Passage shown:
__________________________________________________

United States v. Christian Alvarado-Martinez

713 F. App'x 259 | 5th Cir. | 2017

Before JONES, SMITH, and PRADO, Circuit Judges. PER CURIAM:*

Defendant–Appellant Christian Alvarado–Martinez argues that the district court erroneously applied a 16-level “crime of violence” enhancement to his offense calculation under Sentencing Guidelines § 2L1.2. [1] We find the district court did not plainly err. Thus, we AFFIRM.


Christian Alvarado–Martinez is a Mexican citizen. Portions of his criminal history relevant for this appeal follow. In July 2007, Alvarado–Martinez was convicted in Kentucky of two counts of second-degree assault and sentenced to eight years in custody. He received probation for these offenses in February 2008 and was deported in April 2008.

Alvarado–Martinez later returned to the United States. In May 2012, he was convicted in Kentucky for second-degree wanton endangerment. He was sentenced to five years in custody for this offense and convictions relating to identity theft. In October 2014, he was deported.

He again returned to the United States. United States Customs and Border Protection agents encountered Alvarado–Martinez near the border fence in Progreso, Texas. Upon questioning, Alvarado–Martinez admitted to being present illegally in the United States.

On February 24, 2015, a federal grand jury indicted Alvarado–Martinez of one count of illegal reentry in violation of 8 U.S.C. §§ 1326(a)–(b). Alvarado– Martinez pleaded guilty to the indictment.

__________________________________________________

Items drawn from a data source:
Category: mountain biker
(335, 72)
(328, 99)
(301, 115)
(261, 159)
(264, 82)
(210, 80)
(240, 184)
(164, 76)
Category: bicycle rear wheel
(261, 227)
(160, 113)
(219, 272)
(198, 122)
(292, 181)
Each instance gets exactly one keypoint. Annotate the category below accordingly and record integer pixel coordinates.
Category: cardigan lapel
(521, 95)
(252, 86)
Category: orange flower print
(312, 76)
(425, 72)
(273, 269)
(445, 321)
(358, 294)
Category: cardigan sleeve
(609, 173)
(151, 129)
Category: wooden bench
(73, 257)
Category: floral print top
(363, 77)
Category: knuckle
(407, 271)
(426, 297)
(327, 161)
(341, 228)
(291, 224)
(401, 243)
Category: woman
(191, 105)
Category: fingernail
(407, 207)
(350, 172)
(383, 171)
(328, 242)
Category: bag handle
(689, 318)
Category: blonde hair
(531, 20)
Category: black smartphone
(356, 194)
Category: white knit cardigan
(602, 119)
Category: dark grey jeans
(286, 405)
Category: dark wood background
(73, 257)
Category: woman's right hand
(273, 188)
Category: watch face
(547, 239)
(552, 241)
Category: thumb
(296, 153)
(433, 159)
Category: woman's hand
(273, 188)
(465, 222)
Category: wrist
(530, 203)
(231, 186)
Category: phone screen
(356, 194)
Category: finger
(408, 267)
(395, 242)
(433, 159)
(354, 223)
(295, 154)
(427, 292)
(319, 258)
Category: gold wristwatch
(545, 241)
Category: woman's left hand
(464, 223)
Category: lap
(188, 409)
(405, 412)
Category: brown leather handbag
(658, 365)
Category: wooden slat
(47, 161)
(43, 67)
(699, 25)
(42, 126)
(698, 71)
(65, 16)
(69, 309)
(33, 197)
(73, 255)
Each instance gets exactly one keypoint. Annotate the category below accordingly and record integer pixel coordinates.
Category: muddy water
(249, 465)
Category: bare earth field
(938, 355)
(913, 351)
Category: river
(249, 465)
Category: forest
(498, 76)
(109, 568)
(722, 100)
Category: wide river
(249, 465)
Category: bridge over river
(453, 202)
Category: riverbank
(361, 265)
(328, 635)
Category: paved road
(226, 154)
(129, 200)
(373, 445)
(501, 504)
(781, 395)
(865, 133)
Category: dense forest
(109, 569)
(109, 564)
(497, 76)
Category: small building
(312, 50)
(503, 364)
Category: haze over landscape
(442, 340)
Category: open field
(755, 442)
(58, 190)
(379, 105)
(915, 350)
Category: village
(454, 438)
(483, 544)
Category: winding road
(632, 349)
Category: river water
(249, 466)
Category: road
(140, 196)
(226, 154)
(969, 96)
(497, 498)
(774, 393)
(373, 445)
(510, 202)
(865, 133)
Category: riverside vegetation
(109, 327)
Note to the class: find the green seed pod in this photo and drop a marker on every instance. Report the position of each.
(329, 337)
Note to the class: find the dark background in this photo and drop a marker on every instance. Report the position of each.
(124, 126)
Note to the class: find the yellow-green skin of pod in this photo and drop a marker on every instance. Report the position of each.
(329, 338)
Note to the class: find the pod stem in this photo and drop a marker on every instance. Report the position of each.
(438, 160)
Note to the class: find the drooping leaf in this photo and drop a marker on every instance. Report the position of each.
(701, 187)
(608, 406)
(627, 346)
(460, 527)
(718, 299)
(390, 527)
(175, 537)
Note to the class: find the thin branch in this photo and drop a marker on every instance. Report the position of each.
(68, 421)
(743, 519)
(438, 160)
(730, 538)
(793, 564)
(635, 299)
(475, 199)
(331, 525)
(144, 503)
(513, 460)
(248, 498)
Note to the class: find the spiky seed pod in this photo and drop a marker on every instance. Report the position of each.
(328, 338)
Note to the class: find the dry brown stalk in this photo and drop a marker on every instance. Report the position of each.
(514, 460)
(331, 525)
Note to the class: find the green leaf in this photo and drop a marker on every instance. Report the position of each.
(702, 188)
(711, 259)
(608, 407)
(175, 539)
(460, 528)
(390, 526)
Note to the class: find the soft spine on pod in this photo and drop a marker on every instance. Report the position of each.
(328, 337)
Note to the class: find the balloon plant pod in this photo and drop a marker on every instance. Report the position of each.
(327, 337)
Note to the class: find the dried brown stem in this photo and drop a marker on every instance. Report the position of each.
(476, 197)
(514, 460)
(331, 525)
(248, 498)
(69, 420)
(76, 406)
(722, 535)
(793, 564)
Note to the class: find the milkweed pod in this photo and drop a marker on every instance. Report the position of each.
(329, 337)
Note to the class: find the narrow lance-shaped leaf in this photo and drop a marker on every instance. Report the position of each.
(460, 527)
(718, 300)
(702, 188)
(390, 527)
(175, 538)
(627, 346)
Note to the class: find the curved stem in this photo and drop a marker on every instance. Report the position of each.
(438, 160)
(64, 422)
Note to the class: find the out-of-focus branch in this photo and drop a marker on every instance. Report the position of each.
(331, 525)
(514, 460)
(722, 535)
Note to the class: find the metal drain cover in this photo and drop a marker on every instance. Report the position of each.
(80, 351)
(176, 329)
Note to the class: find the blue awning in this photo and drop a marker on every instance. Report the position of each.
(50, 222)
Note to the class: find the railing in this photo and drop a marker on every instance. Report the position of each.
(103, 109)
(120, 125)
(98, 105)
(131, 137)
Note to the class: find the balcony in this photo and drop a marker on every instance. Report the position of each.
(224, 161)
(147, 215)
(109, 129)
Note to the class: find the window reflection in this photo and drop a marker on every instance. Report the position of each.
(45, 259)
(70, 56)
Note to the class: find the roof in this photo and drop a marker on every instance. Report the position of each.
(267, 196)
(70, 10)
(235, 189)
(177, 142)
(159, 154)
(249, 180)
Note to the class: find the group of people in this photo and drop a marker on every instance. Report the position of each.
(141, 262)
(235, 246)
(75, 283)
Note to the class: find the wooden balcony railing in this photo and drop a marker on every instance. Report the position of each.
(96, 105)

__________________________________________________

What you will do:
1. Output the passage of the court opinion that begins at the words "Christian Alvarado–Martinez is" and ends after the words "in the United States.", reproducing it verbatim.
2. Pick out every line of the listing that contains the word "seed", copying each such line in full.

Answers to the tasks:
1.
Christian Alvarado–Martinez is a Mexican citizen. Portions of his criminal history relevant for this appeal follow. In July 2007, Alvarado–Martinez was convicted in Kentucky of two counts of second-degree assault and sentenced to eight years in custody. He received probation for these offenses in February 2008 and was deported in April 2008.

Alvarado–Martinez later returned to the United States. In May 2012, he was convicted in Kentucky for second-degree wanton endangerment. He was sentenced to five years in custody for this offense and convictions relating to identity theft. In October 2014, he was deported.

He again returned to the United States. United States Customs and Border Protection agents encountered Alvarado–Martinez near the border fence in Progreso, Texas. Upon questioning, Alvarado–Martinez admitted to being present illegally in the United States.

2.
Note to the class: find the green seed pod in this photo and drop a marker on every instance. Report the position of each.
Note to the class: find the spiky seed pod in this photo and drop a marker on every instance. Report the position of each.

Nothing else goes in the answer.